• [ACTIVITY LIST]:
A) In the advice column, list every wedding activity that the letter signed "Perpetual Romantic" says would be awkward.
B) Reproduce the part of the advice column that opens with the words containing "I have a long-term" and closes with "NO, Prudie!".
C) According to the advice column, what do the psychologist's patient's brother and parents do on Sundays?

• [PROVIDED PASSAGE]:
•••

After all is said and done, if her brother turns out to be one of those malevolent people who are truly dark inside, then so be it. Don’t consider him family, and try to help the mother see it too. But Prudie, you should’ve told “Angry” to at least talk to her brother before taking such harsh measures. Even though molesting is a terrible thing, when someone does it, he is usually acting out what has been done to him … and when he realizes what a bad thing he’s done, is deeply regretful. It is possible to forgive even the most hurtful act if you have some understanding in your heart. It worked for me, and I now have a happy, healthy life.

—Experienced Young Woman

Dear Ex,
In a strange way, you are one of the lucky ones. Forgiveness and understanding are powerful curative emotions. The following letter touches on another point.

Dear Prudie,
I wanted to comment on the letter from “Angry in Indiana.” I think you gave her excellent advice, however I would like to add that maybe she shouldn’t wait for her sister-in-law to press the issue. If the brother and his wife don’t have kids yet, they may, someday, and this is valuable information any woman would want to have. I don’t know the statistics or behavioral patterns of molesters, but it doesn’t seem unreasonable to me that if he would do it to his sister, he might do it to his children. I think she should definitely tell her sister-in-law, especially since he is still so “interested.”

—Concerned

And here is the last word from a psychologist who wrote:

I have a long-term patient who has undergone this exact experience. (Her older brother had intercourse with her for years prior to her puberty.) Two years ago, after a number of years of my prompting, she confronted both her brother and their parents. The brother took responsibility, and he and his parents now pray for forgiveness on Sundays—but otherwise have dropped the ball. They never bring it up. The offending brother is still the apple of his mother’s eye. The moral: Talking helps, but is no panacea. In situations of incest, often the perpetrators just don’t get it. But it’s always worth a try.

NO, Prudie!
Bad advice to “Honored.” She wrote: “Should I tell him I still have feelings?” You said, “By all means. What do you have to lose?” The answer is: a whole lot. For members of the wedding party, weddings are usually a two- to three-day affair. If you tell your ex right from the top that you still have feelings for him and he says he doesn’t feel the same, the rehearsal (best man and maid of honor walk down the aisle arm-in-arm), rehearsal dinner, post-rehearsal party barhopping, wedding (arm-in-arm again), reception entrance (best man and maid of honor enter together), first dance (joining wedding couple on the floor), post-reception partying, brunch—will be a big awkward bummer. I met my fiance when he was the best man and I was a bridesmaid at his brother’s wedding, and believe me, after three days packed with mostly romantic activities, you’ll know if there’s chemistry by the time you board the plane home. There is no need to get it squared away at the beginning. That would spoil the romantic tension or kill any chance for it to develop. No need to force romance at a wedding. Go with the flow. That’s the beauty of weddings … you just never know.

—Perpetual Romantic

Dear Perp,
Prudie bows to your broader experience because, alas, she was never a bridesmaid but always a bride. And on that note, dear Prudie people, we finish the year 2000. As we approach the New Year—which some say is the real millennium—Prudie thanks you for your challenges, insights, information, support, and even your slams. As for the problems upcoming … well, bring ‘em on. Prudie will be here at the same old stand.

•••

Source data
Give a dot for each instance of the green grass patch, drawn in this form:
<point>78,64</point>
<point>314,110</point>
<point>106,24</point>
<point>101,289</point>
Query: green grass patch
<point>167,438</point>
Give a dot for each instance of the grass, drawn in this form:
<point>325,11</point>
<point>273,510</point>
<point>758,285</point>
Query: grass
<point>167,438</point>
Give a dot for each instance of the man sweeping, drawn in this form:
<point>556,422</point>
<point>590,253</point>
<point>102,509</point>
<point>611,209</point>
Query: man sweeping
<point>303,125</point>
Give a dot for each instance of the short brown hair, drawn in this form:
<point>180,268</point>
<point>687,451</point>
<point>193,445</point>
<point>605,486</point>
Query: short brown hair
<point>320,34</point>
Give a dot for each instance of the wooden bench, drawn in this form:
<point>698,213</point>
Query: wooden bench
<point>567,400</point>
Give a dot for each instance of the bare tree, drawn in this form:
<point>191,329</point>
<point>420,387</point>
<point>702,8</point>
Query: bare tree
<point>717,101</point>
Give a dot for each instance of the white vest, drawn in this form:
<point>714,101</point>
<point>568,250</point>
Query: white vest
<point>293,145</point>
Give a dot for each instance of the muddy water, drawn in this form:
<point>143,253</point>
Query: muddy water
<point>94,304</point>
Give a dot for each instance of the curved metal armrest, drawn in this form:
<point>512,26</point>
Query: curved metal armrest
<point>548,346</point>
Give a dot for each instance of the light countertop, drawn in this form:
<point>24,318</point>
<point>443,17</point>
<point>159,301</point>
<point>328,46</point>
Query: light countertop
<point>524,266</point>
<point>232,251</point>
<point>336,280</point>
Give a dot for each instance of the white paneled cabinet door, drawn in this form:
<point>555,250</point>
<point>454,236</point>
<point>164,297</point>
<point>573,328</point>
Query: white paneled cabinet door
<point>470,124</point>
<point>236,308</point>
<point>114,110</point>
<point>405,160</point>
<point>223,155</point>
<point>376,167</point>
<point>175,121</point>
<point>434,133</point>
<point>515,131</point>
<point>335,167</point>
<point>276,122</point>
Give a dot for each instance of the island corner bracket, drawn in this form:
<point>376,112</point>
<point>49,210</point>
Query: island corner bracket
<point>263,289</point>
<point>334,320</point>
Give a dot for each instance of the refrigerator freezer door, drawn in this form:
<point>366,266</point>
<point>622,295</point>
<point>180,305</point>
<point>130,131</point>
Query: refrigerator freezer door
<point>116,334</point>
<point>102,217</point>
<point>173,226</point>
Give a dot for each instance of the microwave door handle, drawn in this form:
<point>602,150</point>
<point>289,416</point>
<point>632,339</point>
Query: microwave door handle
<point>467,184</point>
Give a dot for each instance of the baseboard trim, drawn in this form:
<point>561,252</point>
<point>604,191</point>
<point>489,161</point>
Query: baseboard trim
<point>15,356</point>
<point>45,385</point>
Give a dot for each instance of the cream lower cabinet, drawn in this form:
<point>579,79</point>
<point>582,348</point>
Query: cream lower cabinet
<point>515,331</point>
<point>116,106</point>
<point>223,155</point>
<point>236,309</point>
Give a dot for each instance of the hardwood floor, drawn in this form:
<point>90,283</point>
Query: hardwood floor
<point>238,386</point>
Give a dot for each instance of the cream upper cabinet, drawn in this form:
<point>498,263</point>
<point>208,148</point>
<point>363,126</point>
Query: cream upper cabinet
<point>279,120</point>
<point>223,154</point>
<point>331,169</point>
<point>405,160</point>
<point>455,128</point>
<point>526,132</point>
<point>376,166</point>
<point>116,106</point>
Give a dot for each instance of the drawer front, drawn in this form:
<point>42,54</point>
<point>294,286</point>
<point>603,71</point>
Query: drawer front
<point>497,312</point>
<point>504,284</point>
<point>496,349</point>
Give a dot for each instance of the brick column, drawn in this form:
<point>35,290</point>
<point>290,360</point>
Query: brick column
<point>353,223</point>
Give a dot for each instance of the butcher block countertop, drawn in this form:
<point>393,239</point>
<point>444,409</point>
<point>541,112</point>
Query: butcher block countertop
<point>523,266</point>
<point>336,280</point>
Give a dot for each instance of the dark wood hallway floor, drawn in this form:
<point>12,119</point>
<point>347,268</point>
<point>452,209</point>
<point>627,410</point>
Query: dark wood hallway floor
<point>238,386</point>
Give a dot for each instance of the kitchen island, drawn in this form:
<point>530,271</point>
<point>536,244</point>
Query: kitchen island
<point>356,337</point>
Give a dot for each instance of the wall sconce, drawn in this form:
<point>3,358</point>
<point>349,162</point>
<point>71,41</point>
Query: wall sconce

•••

• [TASK-BY-TASK RESULTS]:
A)
- The rehearsal
- The rehearsal dinner
- Post-rehearsal party barhopping
- The wedding
- The reception entrance
- The first dance
- Post-reception partying
- Brunch

B)
I have a long-term patient who has undergone this exact experience. (Her older brother had intercourse with her for years prior to her puberty.) Two years ago, after a number of years of my prompting, she confronted both her brother and their parents. The brother took responsibility, and he and his parents now pray for forgiveness on Sundays—but otherwise have dropped the ball. They never bring it up. The offending brother is still the apple of his mother’s eye. The moral: Talking helps, but is no panacea. In situations of incest, often the perpetrators just don’t get it. But it’s always worth a try.

NO, Prudie!

C) They pray for forgiveness.